• [WHAT IS BEING ASKED]
Reproduce the data from its first line up to and including the line with "224 137 L 230", swapping "bangle on wrist" for "bracelet on wrist" and leaving everything else unchanged. Omit the pictures.

Contour labeling items
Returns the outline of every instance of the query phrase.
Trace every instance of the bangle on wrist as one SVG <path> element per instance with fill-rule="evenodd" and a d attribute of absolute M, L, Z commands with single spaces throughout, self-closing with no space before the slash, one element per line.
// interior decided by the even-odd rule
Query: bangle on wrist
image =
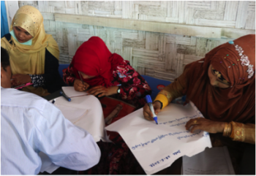
<path fill-rule="evenodd" d="M 118 87 L 118 88 L 117 89 L 117 93 L 120 93 L 120 92 L 121 92 L 121 90 L 120 90 L 120 87 Z"/>
<path fill-rule="evenodd" d="M 224 137 L 230 137 L 232 132 L 232 125 L 230 123 L 225 123 L 224 130 L 223 130 L 223 136 Z"/>

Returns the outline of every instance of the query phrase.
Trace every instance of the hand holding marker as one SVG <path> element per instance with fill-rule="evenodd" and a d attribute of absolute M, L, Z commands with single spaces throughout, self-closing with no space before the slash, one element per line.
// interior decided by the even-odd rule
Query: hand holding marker
<path fill-rule="evenodd" d="M 63 91 L 60 91 L 59 93 L 61 94 L 61 96 L 63 96 L 63 97 L 64 97 L 68 102 L 71 102 L 71 99 L 69 97 L 68 97 L 65 93 L 64 93 Z"/>
<path fill-rule="evenodd" d="M 153 113 L 153 119 L 156 122 L 156 123 L 158 125 L 157 123 L 157 115 L 154 113 L 154 107 L 152 104 L 152 99 L 151 97 L 150 96 L 150 95 L 146 95 L 146 101 L 148 102 L 148 104 L 149 106 L 150 110 Z"/>

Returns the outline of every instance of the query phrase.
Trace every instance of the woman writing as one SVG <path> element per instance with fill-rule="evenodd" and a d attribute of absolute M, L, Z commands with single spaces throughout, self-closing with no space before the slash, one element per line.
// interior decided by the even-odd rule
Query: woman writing
<path fill-rule="evenodd" d="M 77 91 L 89 88 L 89 94 L 111 96 L 137 108 L 144 106 L 143 98 L 151 91 L 129 62 L 112 54 L 97 37 L 91 37 L 78 49 L 63 77 Z"/>
<path fill-rule="evenodd" d="M 58 45 L 51 35 L 45 34 L 39 10 L 31 6 L 21 7 L 10 31 L 0 39 L 0 46 L 10 53 L 12 85 L 31 83 L 33 85 L 23 91 L 41 96 L 64 85 L 58 72 Z"/>
<path fill-rule="evenodd" d="M 211 135 L 213 146 L 243 145 L 227 137 L 256 144 L 255 41 L 256 35 L 242 37 L 187 65 L 184 73 L 156 97 L 156 112 L 173 99 L 187 95 L 206 118 L 189 120 L 187 130 L 214 134 Z M 143 110 L 145 118 L 152 120 L 148 106 Z"/>
<path fill-rule="evenodd" d="M 64 69 L 64 80 L 78 91 L 89 89 L 89 94 L 99 97 L 110 96 L 136 108 L 144 106 L 143 98 L 151 93 L 146 81 L 129 62 L 118 54 L 111 53 L 97 37 L 91 37 L 78 49 L 69 66 Z M 120 135 L 111 139 L 114 143 L 98 142 L 102 152 L 99 164 L 79 175 L 144 174 Z"/>

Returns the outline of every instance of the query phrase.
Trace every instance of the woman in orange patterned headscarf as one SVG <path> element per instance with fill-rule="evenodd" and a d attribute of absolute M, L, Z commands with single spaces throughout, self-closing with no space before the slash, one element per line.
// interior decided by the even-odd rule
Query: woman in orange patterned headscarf
<path fill-rule="evenodd" d="M 233 140 L 256 144 L 255 41 L 256 35 L 242 37 L 187 65 L 184 73 L 157 96 L 157 112 L 162 104 L 165 107 L 187 95 L 206 118 L 190 120 L 187 129 L 223 133 Z M 152 120 L 147 105 L 144 116 Z"/>
<path fill-rule="evenodd" d="M 10 53 L 12 85 L 32 83 L 23 90 L 45 96 L 64 85 L 58 72 L 58 45 L 45 34 L 43 18 L 36 8 L 23 6 L 17 11 L 10 33 L 0 39 L 0 46 Z"/>

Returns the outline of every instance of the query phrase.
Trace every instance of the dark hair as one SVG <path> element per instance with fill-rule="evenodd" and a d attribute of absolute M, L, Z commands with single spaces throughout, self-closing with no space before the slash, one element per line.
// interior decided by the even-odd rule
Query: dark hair
<path fill-rule="evenodd" d="M 0 47 L 0 63 L 1 63 L 1 66 L 7 71 L 6 68 L 10 66 L 10 59 L 8 52 Z"/>

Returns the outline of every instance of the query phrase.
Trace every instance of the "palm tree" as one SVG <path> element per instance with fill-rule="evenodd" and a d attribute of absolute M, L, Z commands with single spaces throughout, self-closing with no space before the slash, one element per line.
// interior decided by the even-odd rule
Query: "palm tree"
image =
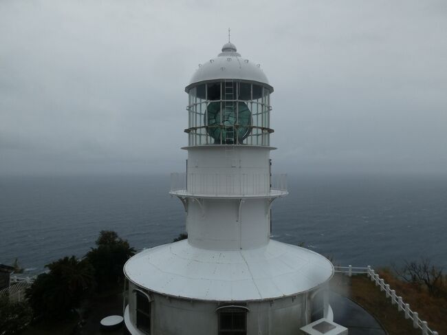
<path fill-rule="evenodd" d="M 87 259 L 65 257 L 45 266 L 48 273 L 40 274 L 27 291 L 35 315 L 63 318 L 94 286 L 94 271 Z"/>

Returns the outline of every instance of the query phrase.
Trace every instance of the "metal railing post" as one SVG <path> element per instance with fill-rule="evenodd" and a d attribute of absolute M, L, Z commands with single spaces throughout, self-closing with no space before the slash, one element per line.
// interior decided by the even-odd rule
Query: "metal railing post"
<path fill-rule="evenodd" d="M 413 327 L 417 328 L 419 327 L 419 316 L 417 312 L 413 312 Z"/>
<path fill-rule="evenodd" d="M 391 290 L 391 305 L 396 303 L 396 292 L 394 290 Z"/>
<path fill-rule="evenodd" d="M 410 304 L 405 304 L 405 318 L 410 318 Z"/>
<path fill-rule="evenodd" d="M 397 310 L 400 312 L 404 308 L 402 307 L 402 305 L 404 305 L 404 301 L 402 299 L 402 296 L 397 296 Z"/>

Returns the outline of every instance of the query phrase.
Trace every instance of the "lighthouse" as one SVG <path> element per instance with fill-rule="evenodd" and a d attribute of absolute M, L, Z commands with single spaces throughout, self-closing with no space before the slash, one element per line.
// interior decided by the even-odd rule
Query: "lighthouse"
<path fill-rule="evenodd" d="M 332 264 L 270 238 L 272 205 L 288 191 L 286 175 L 272 171 L 274 89 L 260 65 L 228 43 L 185 91 L 186 171 L 171 175 L 170 193 L 184 207 L 188 239 L 124 265 L 128 330 L 290 335 L 330 321 Z"/>

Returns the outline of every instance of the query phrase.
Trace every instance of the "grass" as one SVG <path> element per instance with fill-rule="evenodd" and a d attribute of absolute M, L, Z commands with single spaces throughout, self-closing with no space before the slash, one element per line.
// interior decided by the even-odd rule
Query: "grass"
<path fill-rule="evenodd" d="M 419 318 L 428 323 L 428 327 L 439 335 L 447 334 L 445 299 L 429 296 L 428 292 L 394 277 L 389 272 L 379 272 L 380 277 L 390 284 L 396 294 L 401 296 L 410 308 L 419 313 Z M 332 279 L 331 286 L 336 292 L 349 297 L 372 314 L 390 335 L 420 335 L 419 329 L 413 327 L 411 319 L 406 319 L 403 311 L 392 305 L 391 299 L 366 275 L 349 278 L 337 274 Z"/>
<path fill-rule="evenodd" d="M 69 320 L 61 321 L 41 321 L 30 325 L 20 334 L 21 335 L 54 335 L 55 334 L 68 335 L 73 334 L 77 323 L 78 318 L 75 316 Z"/>
<path fill-rule="evenodd" d="M 100 321 L 109 315 L 122 314 L 122 288 L 120 285 L 94 294 L 83 308 L 83 322 L 78 327 L 79 318 L 73 315 L 61 321 L 50 320 L 30 325 L 21 335 L 122 335 L 127 334 L 123 326 L 116 330 L 102 330 Z"/>

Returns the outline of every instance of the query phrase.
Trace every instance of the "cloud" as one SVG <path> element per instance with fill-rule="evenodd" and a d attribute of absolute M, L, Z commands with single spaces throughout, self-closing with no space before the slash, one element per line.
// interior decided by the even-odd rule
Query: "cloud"
<path fill-rule="evenodd" d="M 0 173 L 182 170 L 226 39 L 275 87 L 278 170 L 447 171 L 444 1 L 0 3 Z"/>

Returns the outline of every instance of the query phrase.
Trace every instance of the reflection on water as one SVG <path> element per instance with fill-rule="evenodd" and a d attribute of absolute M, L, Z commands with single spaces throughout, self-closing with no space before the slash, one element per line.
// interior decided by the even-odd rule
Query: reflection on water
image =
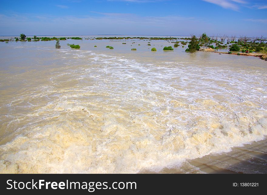
<path fill-rule="evenodd" d="M 1 172 L 181 170 L 267 134 L 265 61 L 79 41 L 0 45 Z"/>

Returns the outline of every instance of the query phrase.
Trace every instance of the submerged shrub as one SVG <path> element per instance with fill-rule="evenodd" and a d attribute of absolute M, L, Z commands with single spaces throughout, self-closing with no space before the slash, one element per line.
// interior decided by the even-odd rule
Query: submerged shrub
<path fill-rule="evenodd" d="M 69 46 L 73 49 L 79 49 L 81 47 L 79 45 L 75 45 L 73 44 L 69 45 Z"/>
<path fill-rule="evenodd" d="M 26 38 L 26 35 L 23 34 L 20 34 L 20 39 L 22 40 L 24 40 Z"/>
<path fill-rule="evenodd" d="M 61 47 L 61 46 L 60 46 L 60 45 L 59 45 L 59 40 L 57 40 L 56 42 L 56 48 L 57 49 L 59 49 Z"/>
<path fill-rule="evenodd" d="M 163 50 L 173 50 L 173 48 L 171 46 L 169 46 L 169 47 L 164 47 L 163 48 Z"/>
<path fill-rule="evenodd" d="M 261 47 L 258 46 L 258 47 L 256 47 L 255 51 L 256 52 L 259 52 L 259 51 L 261 51 L 262 50 L 262 48 Z"/>
<path fill-rule="evenodd" d="M 240 50 L 240 48 L 236 44 L 234 44 L 232 45 L 232 47 L 230 48 L 230 51 L 238 51 Z"/>
<path fill-rule="evenodd" d="M 72 37 L 72 39 L 82 39 L 82 38 L 81 38 L 80 37 Z"/>

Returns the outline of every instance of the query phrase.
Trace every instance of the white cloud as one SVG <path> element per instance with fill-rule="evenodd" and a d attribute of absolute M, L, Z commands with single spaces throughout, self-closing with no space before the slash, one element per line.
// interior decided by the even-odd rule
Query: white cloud
<path fill-rule="evenodd" d="M 249 19 L 245 20 L 246 21 L 250 21 L 252 22 L 262 22 L 262 23 L 267 23 L 267 19 Z"/>
<path fill-rule="evenodd" d="M 202 0 L 213 3 L 225 9 L 230 9 L 235 11 L 239 10 L 240 4 L 245 4 L 247 2 L 242 0 Z"/>

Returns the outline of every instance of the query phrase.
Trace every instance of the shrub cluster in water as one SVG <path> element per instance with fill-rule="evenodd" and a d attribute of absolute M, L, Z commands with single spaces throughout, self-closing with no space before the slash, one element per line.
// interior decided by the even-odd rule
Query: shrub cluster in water
<path fill-rule="evenodd" d="M 75 45 L 73 44 L 72 45 L 69 45 L 69 46 L 73 49 L 79 49 L 81 47 L 79 45 Z"/>
<path fill-rule="evenodd" d="M 82 38 L 80 37 L 72 37 L 72 39 L 82 39 Z"/>
<path fill-rule="evenodd" d="M 173 50 L 173 48 L 171 46 L 169 46 L 169 47 L 164 47 L 163 48 L 163 50 Z"/>
<path fill-rule="evenodd" d="M 232 45 L 232 46 L 230 48 L 230 51 L 239 51 L 240 50 L 240 48 L 237 45 L 237 44 L 234 44 Z"/>

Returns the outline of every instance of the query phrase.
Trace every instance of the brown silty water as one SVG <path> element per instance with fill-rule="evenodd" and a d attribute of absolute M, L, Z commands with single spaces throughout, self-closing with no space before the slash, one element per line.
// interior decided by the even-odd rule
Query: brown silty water
<path fill-rule="evenodd" d="M 1 172 L 266 173 L 266 61 L 84 38 L 0 43 Z"/>

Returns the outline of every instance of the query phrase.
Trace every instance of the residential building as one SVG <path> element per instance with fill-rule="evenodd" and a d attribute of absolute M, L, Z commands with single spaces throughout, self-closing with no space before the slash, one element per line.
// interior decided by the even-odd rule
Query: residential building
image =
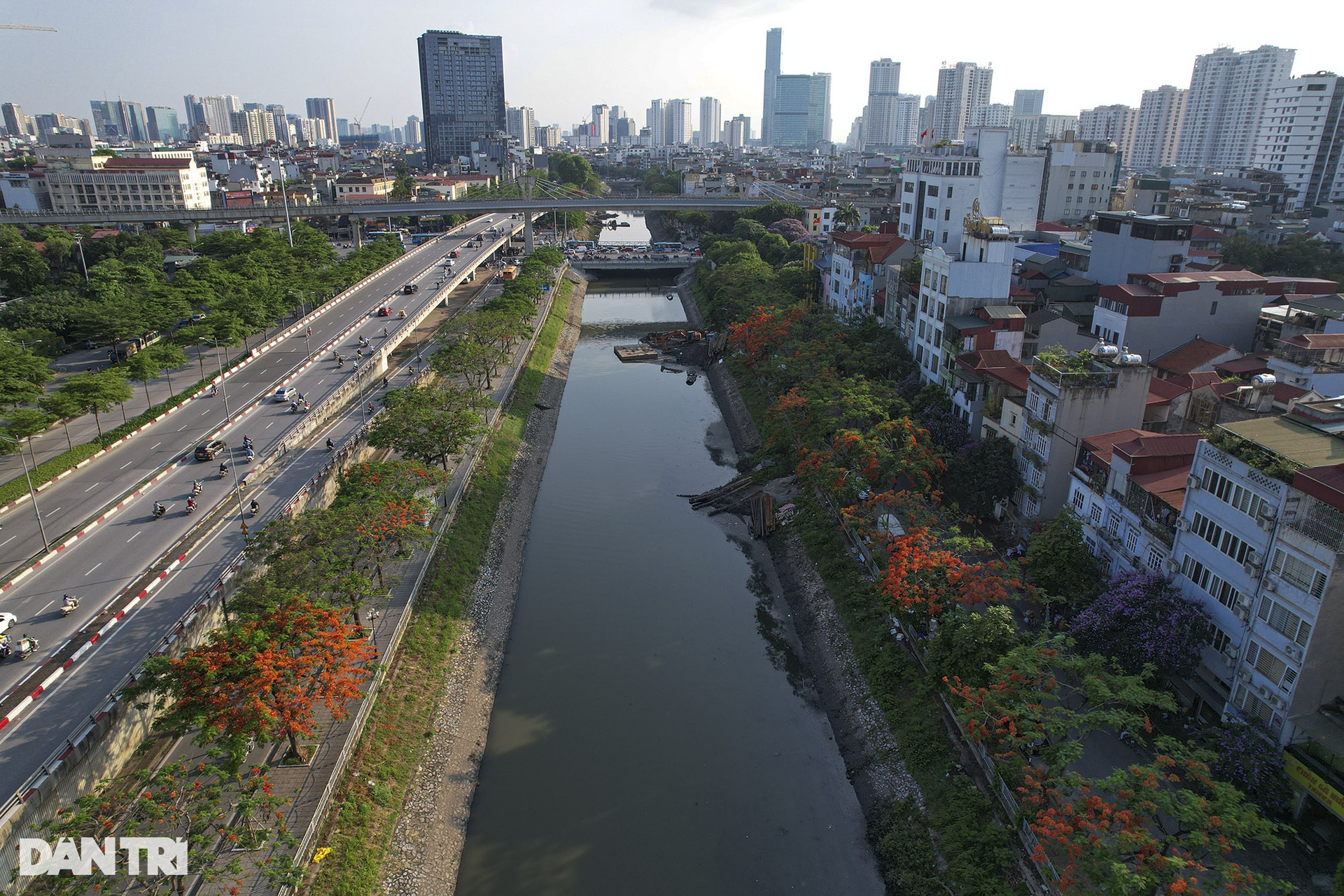
<path fill-rule="evenodd" d="M 723 142 L 723 103 L 714 97 L 700 97 L 700 145 Z"/>
<path fill-rule="evenodd" d="M 47 169 L 52 211 L 210 208 L 210 179 L 195 160 L 94 156 L 89 137 L 75 140 L 89 142 L 65 149 L 65 167 Z M 56 161 L 54 156 L 47 159 Z"/>
<path fill-rule="evenodd" d="M 1012 125 L 1012 106 L 992 102 L 970 110 L 972 128 L 1008 128 Z"/>
<path fill-rule="evenodd" d="M 1044 163 L 1043 154 L 1012 150 L 1004 128 L 972 128 L 960 144 L 909 153 L 900 173 L 899 232 L 957 255 L 973 206 L 1001 218 L 1011 231 L 1031 230 Z"/>
<path fill-rule="evenodd" d="M 589 133 L 598 138 L 598 144 L 605 144 L 612 137 L 612 107 L 606 103 L 593 106 L 593 121 Z"/>
<path fill-rule="evenodd" d="M 906 328 L 902 336 L 925 383 L 950 386 L 948 365 L 961 353 L 976 348 L 1009 349 L 996 341 L 991 345 L 966 345 L 961 329 L 976 329 L 978 321 L 965 320 L 986 305 L 1008 305 L 1012 279 L 1012 235 L 1003 219 L 984 216 L 973 210 L 961 223 L 962 239 L 956 250 L 941 244 L 921 255 L 918 305 L 915 296 L 906 300 Z M 948 321 L 960 321 L 948 324 Z M 1019 328 L 1020 332 L 1020 328 Z M 1017 337 L 1017 353 L 1021 340 Z"/>
<path fill-rule="evenodd" d="M 774 146 L 812 149 L 831 142 L 831 75 L 777 75 L 771 116 Z"/>
<path fill-rule="evenodd" d="M 1078 140 L 1111 141 L 1120 149 L 1120 161 L 1125 167 L 1132 167 L 1137 126 L 1138 110 L 1132 106 L 1097 106 L 1078 113 Z"/>
<path fill-rule="evenodd" d="M 1169 567 L 1215 626 L 1187 700 L 1263 723 L 1298 767 L 1344 752 L 1331 723 L 1344 690 L 1341 423 L 1328 399 L 1219 424 L 1195 455 Z"/>
<path fill-rule="evenodd" d="M 765 94 L 761 101 L 761 145 L 774 145 L 774 79 L 780 77 L 780 44 L 784 31 L 770 28 L 765 32 Z M 747 140 L 751 138 L 750 132 Z M 655 146 L 661 144 L 655 142 Z"/>
<path fill-rule="evenodd" d="M 425 106 L 425 161 L 457 161 L 481 136 L 503 133 L 504 44 L 499 36 L 426 31 L 417 40 Z"/>
<path fill-rule="evenodd" d="M 344 175 L 336 179 L 336 201 L 386 201 L 395 184 L 395 177 L 382 175 Z"/>
<path fill-rule="evenodd" d="M 1145 359 L 1165 355 L 1192 333 L 1249 352 L 1266 283 L 1249 270 L 1134 273 L 1101 287 L 1093 333 Z"/>
<path fill-rule="evenodd" d="M 1118 175 L 1120 150 L 1110 141 L 1050 141 L 1036 218 L 1071 224 L 1105 211 Z"/>
<path fill-rule="evenodd" d="M 1152 379 L 1153 368 L 1114 347 L 1095 357 L 1036 357 L 1015 453 L 1021 488 L 1013 504 L 1023 521 L 1048 519 L 1070 500 L 1073 462 L 1085 434 L 1142 426 Z"/>
<path fill-rule="evenodd" d="M 1013 116 L 1012 142 L 1024 150 L 1042 149 L 1051 140 L 1078 132 L 1078 116 Z"/>
<path fill-rule="evenodd" d="M 1046 105 L 1046 91 L 1044 90 L 1013 90 L 1012 91 L 1012 114 L 1015 118 L 1021 116 L 1039 116 Z"/>
<path fill-rule="evenodd" d="M 155 142 L 169 142 L 181 138 L 181 128 L 177 126 L 177 110 L 168 106 L 149 106 L 145 109 L 145 128 L 149 140 Z"/>
<path fill-rule="evenodd" d="M 1098 283 L 1124 283 L 1130 274 L 1184 270 L 1193 228 L 1183 218 L 1098 212 L 1087 277 Z"/>
<path fill-rule="evenodd" d="M 973 62 L 938 70 L 938 102 L 933 117 L 933 137 L 961 140 L 970 126 L 970 110 L 989 105 L 995 70 Z"/>
<path fill-rule="evenodd" d="M 1125 429 L 1082 439 L 1067 506 L 1109 575 L 1167 575 L 1200 438 Z"/>
<path fill-rule="evenodd" d="M 1312 208 L 1344 188 L 1344 78 L 1317 71 L 1269 89 L 1251 165 L 1284 176 L 1297 195 L 1286 211 Z"/>
<path fill-rule="evenodd" d="M 414 117 L 414 116 L 413 116 Z M 407 122 L 407 126 L 410 122 Z M 415 121 L 419 130 L 419 121 Z M 517 140 L 519 146 L 531 149 L 536 145 L 536 114 L 531 106 L 509 106 L 504 110 L 504 129 Z"/>
<path fill-rule="evenodd" d="M 328 140 L 336 140 L 336 103 L 331 97 L 309 97 L 304 101 L 309 118 L 320 118 Z"/>
<path fill-rule="evenodd" d="M 668 146 L 687 146 L 695 133 L 695 118 L 689 99 L 668 99 L 663 137 Z"/>
<path fill-rule="evenodd" d="M 751 120 L 746 116 L 735 116 L 732 121 L 724 122 L 724 142 L 732 149 L 741 149 L 751 140 Z"/>
<path fill-rule="evenodd" d="M 1134 122 L 1134 152 L 1126 168 L 1154 171 L 1176 164 L 1189 91 L 1171 85 L 1145 90 Z"/>
<path fill-rule="evenodd" d="M 891 59 L 874 59 L 868 63 L 868 105 L 863 110 L 862 149 L 880 152 L 895 145 L 899 97 L 900 63 Z"/>
<path fill-rule="evenodd" d="M 1219 47 L 1196 56 L 1176 164 L 1245 168 L 1251 164 L 1269 91 L 1293 74 L 1296 50 Z"/>
<path fill-rule="evenodd" d="M 11 137 L 28 136 L 28 117 L 23 114 L 23 106 L 7 102 L 0 106 L 0 116 L 4 117 L 5 133 Z"/>
<path fill-rule="evenodd" d="M 915 244 L 895 234 L 832 232 L 829 257 L 831 271 L 823 281 L 827 305 L 843 316 L 880 316 L 887 266 L 913 259 Z"/>

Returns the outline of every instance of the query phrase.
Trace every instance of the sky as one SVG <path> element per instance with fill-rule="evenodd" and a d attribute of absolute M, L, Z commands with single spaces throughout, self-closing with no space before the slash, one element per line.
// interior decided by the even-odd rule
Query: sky
<path fill-rule="evenodd" d="M 642 126 L 653 98 L 711 95 L 724 118 L 750 116 L 759 132 L 771 27 L 784 30 L 785 74 L 831 73 L 837 142 L 863 111 L 868 63 L 884 56 L 902 63 L 900 90 L 918 94 L 935 91 L 945 63 L 992 63 L 993 102 L 1044 89 L 1052 114 L 1187 87 L 1195 56 L 1219 46 L 1294 48 L 1293 74 L 1344 70 L 1344 12 L 1333 27 L 1304 28 L 1301 15 L 1275 21 L 1249 0 L 1212 9 L 1191 0 L 0 0 L 0 23 L 58 30 L 0 30 L 0 102 L 87 118 L 90 99 L 120 97 L 183 117 L 188 93 L 298 114 L 306 97 L 332 97 L 340 118 L 399 126 L 423 117 L 415 39 L 427 30 L 503 36 L 509 105 L 562 130 L 594 103 L 625 106 Z"/>

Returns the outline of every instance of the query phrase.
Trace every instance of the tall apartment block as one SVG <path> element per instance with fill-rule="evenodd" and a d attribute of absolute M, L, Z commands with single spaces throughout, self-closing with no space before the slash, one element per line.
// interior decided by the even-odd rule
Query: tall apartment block
<path fill-rule="evenodd" d="M 417 40 L 425 106 L 425 161 L 442 165 L 472 141 L 507 128 L 504 42 L 460 31 L 426 31 Z"/>

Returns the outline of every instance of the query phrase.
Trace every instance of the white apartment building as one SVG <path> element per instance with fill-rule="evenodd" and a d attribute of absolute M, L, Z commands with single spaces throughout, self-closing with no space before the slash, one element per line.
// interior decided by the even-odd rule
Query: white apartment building
<path fill-rule="evenodd" d="M 943 382 L 945 321 L 989 305 L 1007 305 L 1012 283 L 1012 235 L 1001 219 L 966 215 L 956 251 L 934 244 L 921 255 L 921 283 L 914 314 L 906 314 L 902 336 L 925 383 Z M 1021 349 L 1019 347 L 1019 355 Z"/>
<path fill-rule="evenodd" d="M 938 70 L 938 101 L 934 105 L 934 140 L 961 140 L 970 125 L 970 110 L 989 105 L 995 70 L 973 62 Z"/>
<path fill-rule="evenodd" d="M 1078 140 L 1111 141 L 1120 149 L 1121 164 L 1126 167 L 1132 164 L 1130 156 L 1134 154 L 1137 126 L 1138 110 L 1133 106 L 1097 106 L 1078 113 Z"/>
<path fill-rule="evenodd" d="M 1012 106 L 1001 102 L 992 102 L 988 106 L 976 106 L 970 110 L 972 128 L 1008 128 L 1012 125 Z"/>
<path fill-rule="evenodd" d="M 1176 164 L 1245 168 L 1251 164 L 1270 87 L 1293 74 L 1296 50 L 1220 47 L 1195 58 Z"/>
<path fill-rule="evenodd" d="M 900 173 L 900 235 L 961 251 L 965 219 L 1001 218 L 1009 231 L 1036 226 L 1046 157 L 1011 150 L 1004 128 L 972 128 L 964 142 L 905 157 Z"/>
<path fill-rule="evenodd" d="M 91 152 L 87 150 L 86 152 Z M 55 161 L 55 157 L 48 156 Z M 47 169 L 52 211 L 181 211 L 210 208 L 210 179 L 192 159 L 67 154 Z"/>
<path fill-rule="evenodd" d="M 1171 85 L 1144 91 L 1134 122 L 1134 152 L 1125 160 L 1126 168 L 1153 171 L 1176 164 L 1188 99 L 1188 90 Z"/>
<path fill-rule="evenodd" d="M 1318 71 L 1269 90 L 1251 164 L 1284 176 L 1296 189 L 1288 211 L 1312 208 L 1344 191 L 1344 78 Z"/>
<path fill-rule="evenodd" d="M 1120 173 L 1118 160 L 1118 149 L 1110 141 L 1050 141 L 1040 188 L 1040 220 L 1073 224 L 1105 211 Z"/>
<path fill-rule="evenodd" d="M 1070 500 L 1078 443 L 1086 434 L 1142 426 L 1152 379 L 1152 367 L 1114 347 L 1058 364 L 1036 357 L 1013 453 L 1021 474 L 1013 497 L 1020 519 L 1048 519 Z"/>

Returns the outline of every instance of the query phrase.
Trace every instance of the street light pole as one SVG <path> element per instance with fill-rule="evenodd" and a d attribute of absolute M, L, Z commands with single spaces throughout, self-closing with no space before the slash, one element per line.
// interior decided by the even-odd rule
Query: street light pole
<path fill-rule="evenodd" d="M 28 438 L 32 439 L 31 435 Z M 23 478 L 28 482 L 28 497 L 32 498 L 32 512 L 38 517 L 38 533 L 42 535 L 42 549 L 46 553 L 51 553 L 51 543 L 47 541 L 47 527 L 42 524 L 42 509 L 38 508 L 38 492 L 32 488 L 32 476 L 28 473 L 28 459 L 23 457 L 23 442 L 12 439 L 8 435 L 0 435 L 0 439 L 13 442 L 19 446 L 19 462 L 23 463 Z M 31 443 L 28 447 L 32 447 Z"/>

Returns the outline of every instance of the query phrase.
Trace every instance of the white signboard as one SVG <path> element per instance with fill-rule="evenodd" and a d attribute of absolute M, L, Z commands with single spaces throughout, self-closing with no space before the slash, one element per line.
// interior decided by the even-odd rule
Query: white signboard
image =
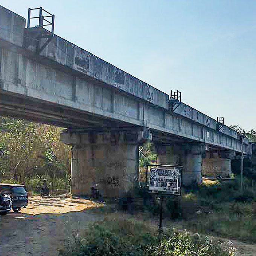
<path fill-rule="evenodd" d="M 181 192 L 181 168 L 151 168 L 149 190 L 152 192 L 180 195 Z"/>

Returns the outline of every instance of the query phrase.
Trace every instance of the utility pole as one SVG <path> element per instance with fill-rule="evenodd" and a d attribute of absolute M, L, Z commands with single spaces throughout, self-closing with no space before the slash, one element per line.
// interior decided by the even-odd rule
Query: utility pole
<path fill-rule="evenodd" d="M 241 166 L 240 167 L 240 190 L 241 193 L 243 191 L 243 177 L 244 172 L 244 130 L 243 133 L 241 132 Z"/>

• [TASK ANSWER]
Returns the outline of every instance of the query phrase.
Trace every instance of the bracelet on wrist as one SVG <path> element per instance with fill-rule="evenodd" and a d attribute of absolute M, L, Z commands with single spaces throughout, self-closing with no space before the slash, one element per line.
// interior decided by the even-odd rule
Query: bracelet on wrist
image =
<path fill-rule="evenodd" d="M 118 87 L 118 88 L 117 89 L 117 93 L 120 93 L 120 92 L 121 92 L 121 90 L 120 90 L 120 87 Z"/>
<path fill-rule="evenodd" d="M 224 137 L 230 137 L 232 132 L 232 125 L 230 123 L 225 123 L 224 130 L 223 130 L 223 136 Z"/>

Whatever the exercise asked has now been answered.